» Task inputs:
____________
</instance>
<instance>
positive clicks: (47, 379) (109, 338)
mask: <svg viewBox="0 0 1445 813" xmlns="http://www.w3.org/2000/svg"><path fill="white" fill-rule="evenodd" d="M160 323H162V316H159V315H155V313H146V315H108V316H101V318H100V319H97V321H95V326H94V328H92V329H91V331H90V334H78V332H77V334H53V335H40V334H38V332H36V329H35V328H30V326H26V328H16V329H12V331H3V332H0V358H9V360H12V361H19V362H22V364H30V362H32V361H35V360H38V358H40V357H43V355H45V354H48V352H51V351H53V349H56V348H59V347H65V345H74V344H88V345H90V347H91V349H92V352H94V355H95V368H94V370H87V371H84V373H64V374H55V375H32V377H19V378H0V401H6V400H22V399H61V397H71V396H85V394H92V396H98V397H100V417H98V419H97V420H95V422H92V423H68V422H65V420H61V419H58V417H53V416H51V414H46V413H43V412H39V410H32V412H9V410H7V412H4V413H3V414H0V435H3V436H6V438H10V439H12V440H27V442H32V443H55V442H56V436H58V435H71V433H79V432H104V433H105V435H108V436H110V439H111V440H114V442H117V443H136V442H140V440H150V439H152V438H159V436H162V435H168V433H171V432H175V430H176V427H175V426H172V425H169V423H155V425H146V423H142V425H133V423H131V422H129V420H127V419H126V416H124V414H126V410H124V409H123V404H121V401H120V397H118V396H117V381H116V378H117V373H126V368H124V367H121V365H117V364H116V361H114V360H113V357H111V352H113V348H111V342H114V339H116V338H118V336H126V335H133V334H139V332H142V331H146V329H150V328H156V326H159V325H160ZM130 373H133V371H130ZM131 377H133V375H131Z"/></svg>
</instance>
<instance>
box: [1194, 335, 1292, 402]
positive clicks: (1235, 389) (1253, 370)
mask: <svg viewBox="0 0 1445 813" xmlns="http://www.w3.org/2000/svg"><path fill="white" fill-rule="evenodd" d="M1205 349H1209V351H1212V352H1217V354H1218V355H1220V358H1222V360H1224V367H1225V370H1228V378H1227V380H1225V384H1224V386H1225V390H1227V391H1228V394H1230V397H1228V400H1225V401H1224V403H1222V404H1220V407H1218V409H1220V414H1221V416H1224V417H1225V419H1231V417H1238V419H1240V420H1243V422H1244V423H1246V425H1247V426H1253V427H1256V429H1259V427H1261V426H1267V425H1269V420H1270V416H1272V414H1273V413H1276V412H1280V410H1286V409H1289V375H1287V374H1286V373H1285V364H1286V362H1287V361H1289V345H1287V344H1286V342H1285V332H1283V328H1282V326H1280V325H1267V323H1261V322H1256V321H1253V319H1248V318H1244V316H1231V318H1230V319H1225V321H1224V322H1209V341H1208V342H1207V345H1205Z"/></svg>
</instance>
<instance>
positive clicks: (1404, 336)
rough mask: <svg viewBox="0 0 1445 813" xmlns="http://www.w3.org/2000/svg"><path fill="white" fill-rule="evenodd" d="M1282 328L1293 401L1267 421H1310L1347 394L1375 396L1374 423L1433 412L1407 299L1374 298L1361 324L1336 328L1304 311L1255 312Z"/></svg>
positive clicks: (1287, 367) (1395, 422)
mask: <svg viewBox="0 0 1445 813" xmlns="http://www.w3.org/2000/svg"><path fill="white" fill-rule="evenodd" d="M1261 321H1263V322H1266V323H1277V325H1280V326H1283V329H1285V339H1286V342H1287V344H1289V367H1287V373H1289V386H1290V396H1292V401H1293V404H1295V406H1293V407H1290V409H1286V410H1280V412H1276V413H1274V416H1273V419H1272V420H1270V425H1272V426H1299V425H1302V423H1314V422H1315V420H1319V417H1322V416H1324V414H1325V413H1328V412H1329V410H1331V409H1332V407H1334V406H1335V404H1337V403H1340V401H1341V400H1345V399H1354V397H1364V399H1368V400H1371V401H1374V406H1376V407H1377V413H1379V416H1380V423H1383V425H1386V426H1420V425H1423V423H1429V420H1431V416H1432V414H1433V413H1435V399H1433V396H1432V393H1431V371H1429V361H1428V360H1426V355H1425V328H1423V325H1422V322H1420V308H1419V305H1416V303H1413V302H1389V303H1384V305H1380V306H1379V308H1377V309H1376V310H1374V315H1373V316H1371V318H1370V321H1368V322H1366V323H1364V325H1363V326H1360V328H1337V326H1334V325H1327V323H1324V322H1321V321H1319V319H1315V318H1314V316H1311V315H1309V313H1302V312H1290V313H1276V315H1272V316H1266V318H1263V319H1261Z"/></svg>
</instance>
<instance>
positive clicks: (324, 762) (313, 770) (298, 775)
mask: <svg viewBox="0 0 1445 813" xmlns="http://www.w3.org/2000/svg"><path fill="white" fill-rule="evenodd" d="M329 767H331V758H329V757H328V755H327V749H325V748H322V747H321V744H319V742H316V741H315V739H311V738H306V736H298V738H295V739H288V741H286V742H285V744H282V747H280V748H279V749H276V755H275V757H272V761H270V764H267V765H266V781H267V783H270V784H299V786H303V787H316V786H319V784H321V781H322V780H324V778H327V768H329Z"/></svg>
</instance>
____________
» About this exercise: Every line of the listing, first to last, should be retyped exactly.

» Answer box:
</instance>
<instance>
positive clicks: (47, 379) (109, 338)
mask: <svg viewBox="0 0 1445 813" xmlns="http://www.w3.org/2000/svg"><path fill="white" fill-rule="evenodd" d="M160 323H162V316H159V315H155V313H146V315H108V316H101V318H100V319H97V321H95V326H94V328H92V329H91V331H90V334H78V332H77V334H53V335H40V334H38V332H36V329H35V328H30V326H26V328H16V329H12V331H3V332H0V358H9V360H12V361H19V362H22V364H30V362H32V361H35V360H38V358H40V357H43V355H45V354H48V352H51V351H53V349H56V348H59V347H65V345H74V344H88V345H90V347H91V349H92V352H94V355H95V368H94V370H87V371H84V373H64V374H55V375H32V377H19V378H0V401H6V400H22V399H61V397H71V396H85V394H92V396H98V397H100V417H98V419H97V420H95V422H92V423H68V422H65V420H61V419H58V417H53V416H51V414H46V413H43V412H39V410H32V412H9V410H7V412H4V413H3V414H0V435H3V436H6V438H10V439H12V440H27V442H32V443H55V442H56V436H58V435H71V433H79V432H104V433H105V435H108V436H110V439H111V440H114V442H117V443H136V442H140V440H150V439H152V438H159V436H162V435H168V433H171V432H175V430H176V427H175V426H172V425H169V423H155V425H146V423H142V425H133V423H131V422H129V420H127V419H126V416H124V414H126V410H124V409H123V404H121V401H120V397H118V396H117V381H116V378H117V373H126V368H124V367H121V365H117V364H116V361H114V360H113V357H111V352H113V348H111V342H114V339H116V338H118V336H126V335H133V334H139V332H142V331H146V329H150V328H156V326H159V325H160ZM130 373H133V371H130ZM131 377H133V375H131Z"/></svg>
</instance>
<instance>
box: [1194, 335, 1292, 402]
positive clicks: (1235, 389) (1253, 370)
mask: <svg viewBox="0 0 1445 813" xmlns="http://www.w3.org/2000/svg"><path fill="white" fill-rule="evenodd" d="M1205 349H1209V351H1212V352H1217V354H1218V355H1220V358H1222V360H1224V367H1225V370H1228V378H1227V380H1225V384H1224V386H1225V390H1227V391H1228V394H1230V397H1228V400H1225V401H1224V403H1222V404H1220V407H1218V409H1220V414H1221V416H1224V417H1225V419H1231V417H1238V419H1240V420H1243V422H1244V423H1246V425H1247V426H1253V427H1256V429H1259V427H1261V426H1267V425H1269V420H1270V416H1272V414H1273V413H1276V412H1280V410H1286V409H1289V375H1287V374H1286V373H1285V364H1286V362H1287V361H1289V345H1287V344H1286V342H1285V332H1283V328H1282V326H1280V325H1267V323H1261V322H1256V321H1253V319H1248V318H1244V316H1231V318H1230V319H1225V321H1224V322H1209V341H1208V342H1207V345H1205Z"/></svg>
</instance>
<instance>
positive clicks: (1404, 336)
rough mask: <svg viewBox="0 0 1445 813" xmlns="http://www.w3.org/2000/svg"><path fill="white" fill-rule="evenodd" d="M1282 328L1293 401L1267 421H1310L1347 394L1375 396L1374 423L1433 412L1407 299L1374 298L1361 324L1336 328L1304 311L1255 312Z"/></svg>
positive clicks: (1287, 367) (1395, 422)
mask: <svg viewBox="0 0 1445 813" xmlns="http://www.w3.org/2000/svg"><path fill="white" fill-rule="evenodd" d="M1261 321H1263V322H1266V323H1277V325H1280V326H1283V329H1285V339H1286V342H1287V344H1289V367H1287V373H1289V386H1290V396H1292V401H1293V404H1295V406H1293V407H1290V409H1286V410H1280V412H1276V413H1274V416H1273V419H1272V420H1270V425H1272V426H1299V425H1302V423H1314V422H1315V420H1319V417H1322V416H1324V414H1325V413H1328V412H1329V410H1331V409H1332V407H1334V406H1335V404H1337V403H1340V401H1341V400H1345V399H1354V397H1364V399H1368V400H1371V401H1374V406H1376V407H1377V413H1379V416H1380V423H1383V425H1386V426H1420V425H1423V423H1429V420H1431V416H1432V414H1433V413H1435V399H1433V396H1432V393H1431V371H1429V361H1428V360H1426V355H1425V328H1423V325H1422V322H1420V308H1419V305H1416V303H1413V302H1389V303H1384V305H1380V306H1379V308H1377V309H1376V310H1374V315H1373V316H1371V318H1370V321H1368V322H1366V323H1364V325H1363V326H1360V328H1337V326H1334V325H1327V323H1324V322H1321V321H1319V319H1315V318H1314V316H1311V315H1309V313H1302V312H1290V313H1276V315H1272V316H1266V318H1263V319H1261Z"/></svg>
</instance>
<instance>
positive clicks: (324, 762) (313, 770) (298, 775)
mask: <svg viewBox="0 0 1445 813" xmlns="http://www.w3.org/2000/svg"><path fill="white" fill-rule="evenodd" d="M329 767H331V758H329V757H328V755H327V749H325V748H322V747H321V744H319V742H316V741H315V739H311V738H306V736H298V738H295V739H288V741H286V742H285V744H282V747H280V748H279V749H276V755H275V757H272V761H270V764H267V765H266V781H267V783H270V784H299V786H303V787H316V786H319V784H321V781H322V780H324V778H327V768H329Z"/></svg>
</instance>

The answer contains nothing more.